Julio Raudales*
Y en medio de la esperpéntica diatriba política que día a día nos golpea en Facebook y Twitter.
Debajo de la parálisis legislativa que, de todos modos, mantiene sin trabajo a aquellos cuya labor en nada nos beneficiaría si se hiciera.
En el centro mismo del vacuo y cansino discurso pre y post golpista que la presidenta repite en las cadenas que el erario paga a canales y emisoras que ella misma deplora.
A expensas del humor negro con que los políticos profesionales de uno y otro lado nos torturan los oídos.
¡Llueve otra vez!
¡Alegres deberíamos estar! La lluvia tropical es un regalo de la providencia; un privilegio de la naturaleza que muy pocos en el mundo se dan el lujo de tener y, sobre todo, un enorme potencial para la prosperidad. ¿Por qué entonces nos hace tanto daño?
26 años se cumplieron el pasado 1 de noviembre, de la angustiosa pesadilla vivida por cientos de miles de familias asoladas por la catástrofe del Mitch. Apenas 4 años del estropicio ocasionado por las dos tormentas tropicales que acompañaron el año de la pandemia.

INSTRUCCIONES:
1/ Según el fragmento, ¿cuántos años se cumplieron el pasado 1 de noviembre de la catástrofe del Mitch?
2/ Devuelve el texto del fragmento comprendido entre "Debajo de la" y "ella misma deplora.", ambos incluidos.

FILAS MOSTRADAS:
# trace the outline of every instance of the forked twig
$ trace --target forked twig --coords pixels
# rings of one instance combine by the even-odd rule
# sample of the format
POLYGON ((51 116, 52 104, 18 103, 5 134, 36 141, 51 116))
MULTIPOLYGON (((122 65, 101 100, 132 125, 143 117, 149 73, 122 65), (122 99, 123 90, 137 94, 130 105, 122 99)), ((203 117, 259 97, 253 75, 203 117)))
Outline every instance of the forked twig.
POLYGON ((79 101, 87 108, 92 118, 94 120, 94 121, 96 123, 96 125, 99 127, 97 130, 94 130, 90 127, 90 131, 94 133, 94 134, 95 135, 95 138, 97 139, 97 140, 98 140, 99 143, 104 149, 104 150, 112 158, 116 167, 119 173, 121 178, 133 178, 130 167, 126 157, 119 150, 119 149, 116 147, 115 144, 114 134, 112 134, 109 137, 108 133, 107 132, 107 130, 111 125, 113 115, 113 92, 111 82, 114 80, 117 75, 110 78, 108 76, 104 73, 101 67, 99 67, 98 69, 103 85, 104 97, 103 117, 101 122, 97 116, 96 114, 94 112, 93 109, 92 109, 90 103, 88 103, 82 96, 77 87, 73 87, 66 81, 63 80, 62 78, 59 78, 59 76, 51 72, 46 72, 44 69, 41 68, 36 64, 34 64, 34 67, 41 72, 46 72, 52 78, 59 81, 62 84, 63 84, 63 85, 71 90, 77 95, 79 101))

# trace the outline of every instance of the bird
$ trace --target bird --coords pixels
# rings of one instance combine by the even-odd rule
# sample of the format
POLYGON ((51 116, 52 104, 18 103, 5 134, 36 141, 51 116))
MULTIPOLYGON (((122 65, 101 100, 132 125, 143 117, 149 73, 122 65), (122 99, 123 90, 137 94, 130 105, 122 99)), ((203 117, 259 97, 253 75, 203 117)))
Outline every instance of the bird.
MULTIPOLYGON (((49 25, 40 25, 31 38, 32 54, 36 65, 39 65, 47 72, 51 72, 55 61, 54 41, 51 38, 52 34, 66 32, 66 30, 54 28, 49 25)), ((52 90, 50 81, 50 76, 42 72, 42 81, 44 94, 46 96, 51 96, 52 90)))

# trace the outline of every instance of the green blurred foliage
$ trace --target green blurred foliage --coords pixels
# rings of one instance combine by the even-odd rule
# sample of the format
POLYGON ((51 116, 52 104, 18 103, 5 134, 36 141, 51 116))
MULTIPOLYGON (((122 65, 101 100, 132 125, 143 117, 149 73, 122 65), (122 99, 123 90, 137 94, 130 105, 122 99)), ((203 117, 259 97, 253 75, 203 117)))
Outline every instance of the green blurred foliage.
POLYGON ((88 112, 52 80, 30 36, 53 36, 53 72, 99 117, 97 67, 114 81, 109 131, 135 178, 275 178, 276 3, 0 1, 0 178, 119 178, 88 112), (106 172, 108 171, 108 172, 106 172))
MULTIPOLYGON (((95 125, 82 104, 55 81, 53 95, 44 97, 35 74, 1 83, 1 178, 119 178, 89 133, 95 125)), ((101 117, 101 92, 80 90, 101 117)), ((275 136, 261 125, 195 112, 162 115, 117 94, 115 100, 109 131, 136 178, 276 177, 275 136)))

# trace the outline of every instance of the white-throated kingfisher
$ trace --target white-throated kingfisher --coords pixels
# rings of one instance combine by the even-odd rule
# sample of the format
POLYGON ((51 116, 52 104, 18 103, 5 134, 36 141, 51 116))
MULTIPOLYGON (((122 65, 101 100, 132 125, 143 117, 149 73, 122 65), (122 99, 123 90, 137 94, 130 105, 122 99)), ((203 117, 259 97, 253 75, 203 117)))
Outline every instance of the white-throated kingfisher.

SOLUCIONES:
1/ 26 años.

2/
Debajo de la parálisis legislativa que, de todos modos, mantiene sin trabajo a aquellos cuya labor en nada nos beneficiaría si se hiciera.
En el centro mismo del vacuo y cansino discurso pre y post golpista que la presidenta repite en las cadenas que el erario paga a canales y emisoras que ella misma deplora.